Required action:
Write out each of the rows below verbatim, keeping every character unchanged.

Saved data entries
== Segment start ==
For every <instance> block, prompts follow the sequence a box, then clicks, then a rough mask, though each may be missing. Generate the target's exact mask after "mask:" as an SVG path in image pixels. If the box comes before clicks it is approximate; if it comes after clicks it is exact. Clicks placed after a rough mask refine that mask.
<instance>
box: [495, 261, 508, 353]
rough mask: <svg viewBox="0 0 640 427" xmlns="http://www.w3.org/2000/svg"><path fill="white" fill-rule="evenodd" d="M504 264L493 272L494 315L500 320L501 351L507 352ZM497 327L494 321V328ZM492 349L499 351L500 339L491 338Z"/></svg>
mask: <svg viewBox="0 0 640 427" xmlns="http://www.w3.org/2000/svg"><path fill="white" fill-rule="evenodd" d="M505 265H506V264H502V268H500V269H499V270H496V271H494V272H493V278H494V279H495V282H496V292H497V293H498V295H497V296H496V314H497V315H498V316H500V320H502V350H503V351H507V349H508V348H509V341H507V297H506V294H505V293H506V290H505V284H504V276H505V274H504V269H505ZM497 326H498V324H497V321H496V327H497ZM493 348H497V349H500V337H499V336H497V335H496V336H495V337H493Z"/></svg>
== Segment end ==
Problem solution:
For every <instance> block, prompts follow the sequence a box, then clicks, then a rough mask, though each may be missing. Generate the target's exact mask after "mask:" as an SVG path in image pixels. If the box comes before clicks it is approximate; if it comes after clicks it is exact. Clicks placed after a rough mask refine that mask.
<instance>
box: [495, 261, 508, 353]
rough mask: <svg viewBox="0 0 640 427" xmlns="http://www.w3.org/2000/svg"><path fill="white" fill-rule="evenodd" d="M504 264L493 272L494 315L500 320L501 351L507 352ZM497 327L494 321V328ZM492 349L499 351L500 339L491 338Z"/></svg>
mask: <svg viewBox="0 0 640 427" xmlns="http://www.w3.org/2000/svg"><path fill="white" fill-rule="evenodd" d="M505 265H506V264H502V268H500V269H499V270H496V271H494V272H493V278H494V279H495V282H496V292H497V293H498V295H497V296H496V314H497V315H498V316H500V320H502V350H503V351H507V349H508V348H509V341H507V297H506V294H505V293H506V290H505V284H504V276H505V274H504V269H505ZM497 326H498V324H497V321H496V327H497ZM493 348H497V349H500V337H499V336H497V335H496V336H495V337H493Z"/></svg>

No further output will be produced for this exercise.